- THE EXERCISE
Render the lines of the entries below, from the line containing "Task: Where can the long" through the line containing "x=195, y=241", both included, as a JSON list of strings with one string per line and no blank lines.

- SUPPLIED DATA
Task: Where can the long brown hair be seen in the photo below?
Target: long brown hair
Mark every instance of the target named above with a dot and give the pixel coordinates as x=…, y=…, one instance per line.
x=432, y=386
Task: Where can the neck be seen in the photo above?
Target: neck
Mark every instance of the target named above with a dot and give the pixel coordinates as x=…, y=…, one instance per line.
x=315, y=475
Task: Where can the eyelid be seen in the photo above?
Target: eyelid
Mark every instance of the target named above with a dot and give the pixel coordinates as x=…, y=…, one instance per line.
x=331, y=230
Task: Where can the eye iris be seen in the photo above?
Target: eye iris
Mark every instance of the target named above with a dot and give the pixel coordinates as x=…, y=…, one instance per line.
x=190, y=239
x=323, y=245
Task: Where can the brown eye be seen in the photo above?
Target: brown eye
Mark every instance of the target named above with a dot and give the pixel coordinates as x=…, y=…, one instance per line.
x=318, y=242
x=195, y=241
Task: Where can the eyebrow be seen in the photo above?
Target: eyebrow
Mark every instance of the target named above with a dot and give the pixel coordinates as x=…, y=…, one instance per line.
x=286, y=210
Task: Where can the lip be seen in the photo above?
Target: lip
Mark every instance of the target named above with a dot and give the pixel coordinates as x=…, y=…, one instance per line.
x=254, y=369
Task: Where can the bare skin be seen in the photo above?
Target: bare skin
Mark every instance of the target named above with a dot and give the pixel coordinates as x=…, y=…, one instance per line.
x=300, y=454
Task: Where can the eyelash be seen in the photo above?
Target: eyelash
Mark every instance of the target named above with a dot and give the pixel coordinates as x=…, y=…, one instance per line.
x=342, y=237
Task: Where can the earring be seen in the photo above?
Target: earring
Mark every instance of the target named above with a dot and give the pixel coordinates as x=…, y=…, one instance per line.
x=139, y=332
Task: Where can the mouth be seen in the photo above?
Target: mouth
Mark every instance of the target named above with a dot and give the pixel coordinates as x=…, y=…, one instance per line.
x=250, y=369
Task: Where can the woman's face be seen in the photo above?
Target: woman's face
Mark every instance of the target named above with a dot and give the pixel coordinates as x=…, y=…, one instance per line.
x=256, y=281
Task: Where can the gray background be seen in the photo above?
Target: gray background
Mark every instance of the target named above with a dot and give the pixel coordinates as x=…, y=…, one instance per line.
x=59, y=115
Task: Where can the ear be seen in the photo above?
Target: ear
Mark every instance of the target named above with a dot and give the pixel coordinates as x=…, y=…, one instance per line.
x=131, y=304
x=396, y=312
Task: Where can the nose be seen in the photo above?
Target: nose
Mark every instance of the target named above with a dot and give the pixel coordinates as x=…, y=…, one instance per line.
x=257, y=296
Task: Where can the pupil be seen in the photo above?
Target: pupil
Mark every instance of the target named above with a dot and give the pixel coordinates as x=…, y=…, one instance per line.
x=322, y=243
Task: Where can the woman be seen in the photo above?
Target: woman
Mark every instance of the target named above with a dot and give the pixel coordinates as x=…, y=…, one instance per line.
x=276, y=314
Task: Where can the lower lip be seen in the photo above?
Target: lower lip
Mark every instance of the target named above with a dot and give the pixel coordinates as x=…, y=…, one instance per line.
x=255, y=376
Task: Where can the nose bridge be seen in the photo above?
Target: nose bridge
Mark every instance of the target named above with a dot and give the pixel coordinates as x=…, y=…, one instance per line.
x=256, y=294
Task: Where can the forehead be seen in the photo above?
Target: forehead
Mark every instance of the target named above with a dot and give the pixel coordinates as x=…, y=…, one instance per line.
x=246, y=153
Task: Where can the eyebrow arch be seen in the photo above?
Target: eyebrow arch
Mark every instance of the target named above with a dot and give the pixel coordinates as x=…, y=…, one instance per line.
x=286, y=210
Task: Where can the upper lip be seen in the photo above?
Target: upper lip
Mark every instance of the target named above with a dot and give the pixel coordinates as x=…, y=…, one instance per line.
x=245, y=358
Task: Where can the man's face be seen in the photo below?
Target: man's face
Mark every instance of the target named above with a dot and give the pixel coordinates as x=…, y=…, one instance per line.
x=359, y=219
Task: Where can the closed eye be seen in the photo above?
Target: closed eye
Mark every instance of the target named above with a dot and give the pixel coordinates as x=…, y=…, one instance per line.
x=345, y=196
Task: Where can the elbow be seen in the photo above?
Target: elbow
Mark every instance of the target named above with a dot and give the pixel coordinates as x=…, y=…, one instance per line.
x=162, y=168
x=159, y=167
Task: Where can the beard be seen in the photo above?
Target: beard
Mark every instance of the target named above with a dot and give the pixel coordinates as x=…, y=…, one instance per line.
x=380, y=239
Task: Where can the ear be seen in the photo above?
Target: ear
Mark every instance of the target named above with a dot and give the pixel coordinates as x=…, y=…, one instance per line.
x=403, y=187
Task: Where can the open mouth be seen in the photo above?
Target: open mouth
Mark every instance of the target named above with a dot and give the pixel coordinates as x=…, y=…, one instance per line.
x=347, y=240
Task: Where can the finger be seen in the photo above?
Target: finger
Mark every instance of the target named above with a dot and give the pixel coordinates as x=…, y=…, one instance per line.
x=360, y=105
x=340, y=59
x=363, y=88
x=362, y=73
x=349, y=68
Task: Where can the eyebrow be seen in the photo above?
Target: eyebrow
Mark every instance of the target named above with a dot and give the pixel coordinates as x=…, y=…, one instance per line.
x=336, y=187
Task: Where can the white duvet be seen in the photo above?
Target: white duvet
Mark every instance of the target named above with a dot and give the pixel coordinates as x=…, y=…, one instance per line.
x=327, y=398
---
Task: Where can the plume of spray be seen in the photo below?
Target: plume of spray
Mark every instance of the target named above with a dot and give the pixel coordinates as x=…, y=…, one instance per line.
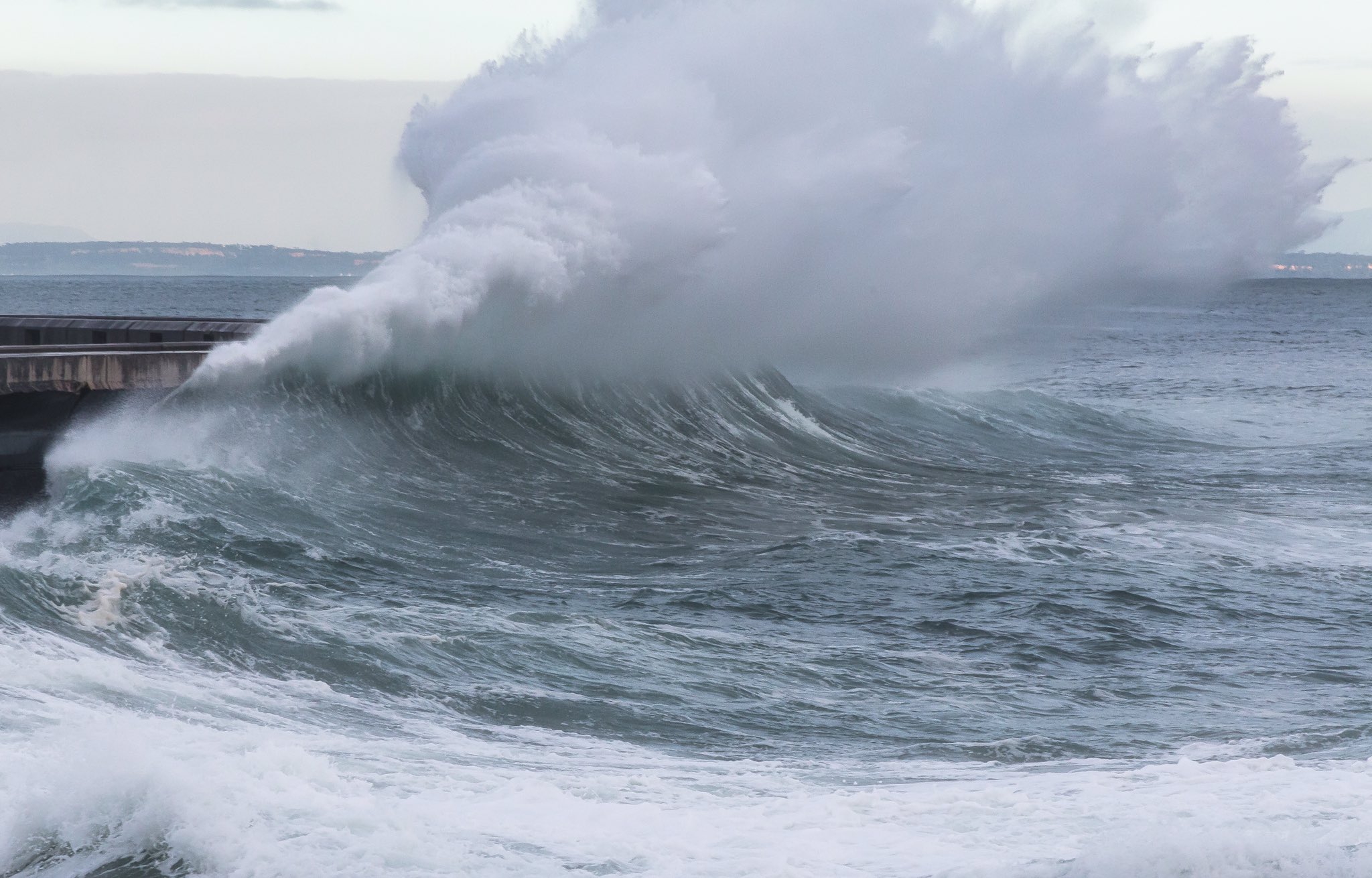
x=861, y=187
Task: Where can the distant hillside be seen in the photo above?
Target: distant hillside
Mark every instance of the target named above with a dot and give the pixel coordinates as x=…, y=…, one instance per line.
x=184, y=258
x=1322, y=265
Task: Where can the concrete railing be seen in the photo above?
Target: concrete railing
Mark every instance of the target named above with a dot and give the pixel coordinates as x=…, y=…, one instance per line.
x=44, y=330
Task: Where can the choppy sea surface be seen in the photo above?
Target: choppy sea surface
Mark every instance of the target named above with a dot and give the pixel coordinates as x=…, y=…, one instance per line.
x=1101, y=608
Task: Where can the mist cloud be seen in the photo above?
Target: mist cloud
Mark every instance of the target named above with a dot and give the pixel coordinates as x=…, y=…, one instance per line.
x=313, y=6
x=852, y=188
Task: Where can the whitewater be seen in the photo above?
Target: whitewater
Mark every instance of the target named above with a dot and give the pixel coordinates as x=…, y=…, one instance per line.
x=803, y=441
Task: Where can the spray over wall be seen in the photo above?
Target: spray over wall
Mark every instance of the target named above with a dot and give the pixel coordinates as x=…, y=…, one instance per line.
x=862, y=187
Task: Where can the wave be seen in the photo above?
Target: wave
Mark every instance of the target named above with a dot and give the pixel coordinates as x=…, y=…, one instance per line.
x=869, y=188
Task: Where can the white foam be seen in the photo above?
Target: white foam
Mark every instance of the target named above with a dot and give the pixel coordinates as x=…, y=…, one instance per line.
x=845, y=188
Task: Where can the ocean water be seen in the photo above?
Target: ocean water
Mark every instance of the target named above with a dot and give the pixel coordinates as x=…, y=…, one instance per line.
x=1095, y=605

- FINAL RESULT
[
  "Task: Where can the long brown hair be seen in the photo below?",
  "Target: long brown hair",
  "Mark every instance of the target named above with a dot and give the pixel coordinates as x=…, y=…, one instance per line.",
  "x=432, y=386",
  "Task: Where can the neck be seen in the photo above?",
  "Target: neck",
  "Mark every instance of the target named above with a dot and give the pixel coordinates as x=…, y=…, one instance per line.",
  "x=315, y=475",
  "Task: Where can the eyelid be seen in the photo above?",
  "Target: eyelid",
  "Mark every instance of the target named above with a dot and give the pixel coordinates as x=…, y=…, one instance per line.",
  "x=331, y=230",
  "Task: Where can the eye iris be seen in the photo above?",
  "Target: eye iris",
  "Mark every instance of the target named above with a dot and give the pixel coordinates as x=…, y=…, one instance per line.",
  "x=190, y=239",
  "x=323, y=245",
  "Task: Where can the brown eye be seen in the photo above?",
  "Target: brown eye",
  "Mark every instance of the target named above with a dot and give the pixel coordinates as x=…, y=…, one instance per line.",
  "x=318, y=242",
  "x=195, y=241"
]